* RECORDS SHOWN
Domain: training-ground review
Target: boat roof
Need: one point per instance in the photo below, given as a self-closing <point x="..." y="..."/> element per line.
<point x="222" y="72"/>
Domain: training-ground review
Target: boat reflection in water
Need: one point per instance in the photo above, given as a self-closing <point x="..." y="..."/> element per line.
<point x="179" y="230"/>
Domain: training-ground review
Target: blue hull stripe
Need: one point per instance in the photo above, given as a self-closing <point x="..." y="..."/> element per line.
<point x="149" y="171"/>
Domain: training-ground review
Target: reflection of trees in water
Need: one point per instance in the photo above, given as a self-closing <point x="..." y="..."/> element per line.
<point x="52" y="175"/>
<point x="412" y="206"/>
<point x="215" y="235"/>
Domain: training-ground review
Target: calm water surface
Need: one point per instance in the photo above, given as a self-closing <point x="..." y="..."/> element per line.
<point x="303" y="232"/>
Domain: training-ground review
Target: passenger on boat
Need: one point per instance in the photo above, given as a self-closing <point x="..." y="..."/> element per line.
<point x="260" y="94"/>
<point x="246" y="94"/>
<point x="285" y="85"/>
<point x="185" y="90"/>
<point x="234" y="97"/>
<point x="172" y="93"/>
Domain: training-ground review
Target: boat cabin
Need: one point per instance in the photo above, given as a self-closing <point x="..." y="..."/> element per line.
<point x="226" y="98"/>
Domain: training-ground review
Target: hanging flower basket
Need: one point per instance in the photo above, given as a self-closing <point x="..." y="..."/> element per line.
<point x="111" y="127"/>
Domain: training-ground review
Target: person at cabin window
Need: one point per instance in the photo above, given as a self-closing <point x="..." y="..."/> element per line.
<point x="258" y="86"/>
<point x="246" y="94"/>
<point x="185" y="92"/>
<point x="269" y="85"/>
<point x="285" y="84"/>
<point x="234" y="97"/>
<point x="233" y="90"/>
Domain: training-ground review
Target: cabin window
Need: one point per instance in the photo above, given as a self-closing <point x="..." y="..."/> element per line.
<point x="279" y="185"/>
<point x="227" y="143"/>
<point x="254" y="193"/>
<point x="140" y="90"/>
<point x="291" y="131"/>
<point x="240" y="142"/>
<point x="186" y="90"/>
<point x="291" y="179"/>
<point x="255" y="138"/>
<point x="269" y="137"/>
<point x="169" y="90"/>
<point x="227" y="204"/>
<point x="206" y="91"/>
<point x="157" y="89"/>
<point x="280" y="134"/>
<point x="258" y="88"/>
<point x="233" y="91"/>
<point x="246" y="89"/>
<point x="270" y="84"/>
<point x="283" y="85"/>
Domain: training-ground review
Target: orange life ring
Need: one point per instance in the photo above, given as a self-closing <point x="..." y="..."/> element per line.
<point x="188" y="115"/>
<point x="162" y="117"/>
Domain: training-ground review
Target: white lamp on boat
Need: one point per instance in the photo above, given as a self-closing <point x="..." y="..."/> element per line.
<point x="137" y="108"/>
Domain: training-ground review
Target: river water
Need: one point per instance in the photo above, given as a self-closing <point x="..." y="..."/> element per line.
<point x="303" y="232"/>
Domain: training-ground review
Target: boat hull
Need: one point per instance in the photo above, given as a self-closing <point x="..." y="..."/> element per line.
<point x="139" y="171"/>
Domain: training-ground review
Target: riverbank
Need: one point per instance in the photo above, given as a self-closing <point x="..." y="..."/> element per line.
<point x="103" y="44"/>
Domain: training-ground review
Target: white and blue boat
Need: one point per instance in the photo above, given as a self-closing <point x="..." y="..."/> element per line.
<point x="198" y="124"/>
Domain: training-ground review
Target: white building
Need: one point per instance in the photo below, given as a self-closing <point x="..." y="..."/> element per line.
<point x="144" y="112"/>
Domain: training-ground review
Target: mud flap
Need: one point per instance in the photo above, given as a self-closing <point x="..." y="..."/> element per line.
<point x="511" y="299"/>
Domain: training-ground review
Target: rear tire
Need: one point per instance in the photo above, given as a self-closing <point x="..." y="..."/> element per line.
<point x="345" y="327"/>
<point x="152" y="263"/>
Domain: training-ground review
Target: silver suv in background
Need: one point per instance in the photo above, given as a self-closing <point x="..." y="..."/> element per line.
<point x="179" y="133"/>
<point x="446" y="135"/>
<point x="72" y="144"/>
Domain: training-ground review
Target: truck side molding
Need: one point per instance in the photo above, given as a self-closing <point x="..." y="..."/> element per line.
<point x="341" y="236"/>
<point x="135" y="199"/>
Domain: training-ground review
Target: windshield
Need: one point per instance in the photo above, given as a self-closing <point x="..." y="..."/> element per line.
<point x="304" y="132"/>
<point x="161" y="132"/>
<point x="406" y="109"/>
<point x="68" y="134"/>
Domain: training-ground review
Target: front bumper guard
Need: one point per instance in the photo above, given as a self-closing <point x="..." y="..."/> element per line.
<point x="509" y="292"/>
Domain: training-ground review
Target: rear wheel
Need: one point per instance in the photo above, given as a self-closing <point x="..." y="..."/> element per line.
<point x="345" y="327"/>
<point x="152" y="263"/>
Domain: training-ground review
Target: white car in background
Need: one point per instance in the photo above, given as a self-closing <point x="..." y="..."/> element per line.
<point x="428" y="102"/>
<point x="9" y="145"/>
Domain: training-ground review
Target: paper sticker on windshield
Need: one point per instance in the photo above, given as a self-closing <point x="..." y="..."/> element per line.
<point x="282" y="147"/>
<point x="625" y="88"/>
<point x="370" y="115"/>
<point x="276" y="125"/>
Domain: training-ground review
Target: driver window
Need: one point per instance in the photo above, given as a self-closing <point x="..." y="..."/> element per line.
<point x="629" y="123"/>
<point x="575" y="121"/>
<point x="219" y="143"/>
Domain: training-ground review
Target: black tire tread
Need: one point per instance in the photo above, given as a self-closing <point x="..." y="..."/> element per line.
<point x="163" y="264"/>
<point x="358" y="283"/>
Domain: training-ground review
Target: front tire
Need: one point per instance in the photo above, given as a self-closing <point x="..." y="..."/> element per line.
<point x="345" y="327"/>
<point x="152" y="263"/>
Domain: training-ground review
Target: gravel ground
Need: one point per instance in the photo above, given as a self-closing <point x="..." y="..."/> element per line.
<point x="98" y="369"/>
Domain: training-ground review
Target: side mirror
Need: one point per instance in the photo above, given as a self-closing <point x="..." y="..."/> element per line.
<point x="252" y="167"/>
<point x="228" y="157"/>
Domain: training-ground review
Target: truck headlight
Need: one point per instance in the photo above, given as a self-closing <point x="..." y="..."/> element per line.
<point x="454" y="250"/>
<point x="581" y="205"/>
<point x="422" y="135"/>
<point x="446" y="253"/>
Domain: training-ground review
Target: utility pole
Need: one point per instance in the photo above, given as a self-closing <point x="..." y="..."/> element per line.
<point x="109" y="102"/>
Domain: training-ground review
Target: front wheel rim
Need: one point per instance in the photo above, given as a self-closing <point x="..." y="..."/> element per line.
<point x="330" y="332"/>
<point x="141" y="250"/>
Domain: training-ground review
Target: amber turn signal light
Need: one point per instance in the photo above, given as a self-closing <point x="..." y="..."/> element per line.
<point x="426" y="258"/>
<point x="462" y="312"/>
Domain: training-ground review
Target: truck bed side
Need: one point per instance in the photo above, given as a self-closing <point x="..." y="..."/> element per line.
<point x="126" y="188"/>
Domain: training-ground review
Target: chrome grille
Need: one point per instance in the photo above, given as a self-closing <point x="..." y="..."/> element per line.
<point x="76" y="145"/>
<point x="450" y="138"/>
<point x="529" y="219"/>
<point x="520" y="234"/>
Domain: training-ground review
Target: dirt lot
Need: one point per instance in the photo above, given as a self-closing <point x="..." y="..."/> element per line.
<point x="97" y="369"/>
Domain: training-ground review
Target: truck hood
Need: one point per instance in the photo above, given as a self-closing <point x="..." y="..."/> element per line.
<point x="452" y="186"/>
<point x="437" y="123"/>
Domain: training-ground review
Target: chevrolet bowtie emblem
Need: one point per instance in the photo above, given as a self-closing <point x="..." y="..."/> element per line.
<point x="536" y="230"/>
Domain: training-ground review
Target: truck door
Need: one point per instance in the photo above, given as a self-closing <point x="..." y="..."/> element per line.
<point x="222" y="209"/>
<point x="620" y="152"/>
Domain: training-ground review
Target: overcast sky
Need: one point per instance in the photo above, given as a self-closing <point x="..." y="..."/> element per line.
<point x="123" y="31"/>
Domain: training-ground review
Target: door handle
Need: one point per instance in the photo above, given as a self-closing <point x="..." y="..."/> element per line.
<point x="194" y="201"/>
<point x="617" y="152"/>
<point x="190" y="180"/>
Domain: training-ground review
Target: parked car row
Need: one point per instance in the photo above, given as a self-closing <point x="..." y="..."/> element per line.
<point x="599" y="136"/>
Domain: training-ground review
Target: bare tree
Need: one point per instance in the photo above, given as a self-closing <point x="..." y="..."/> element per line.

* WHAT IS EXPECTED
Count the lines in the records above that contain the word "truck", and reply with only that number.

* COMPLETED EXERCISE
5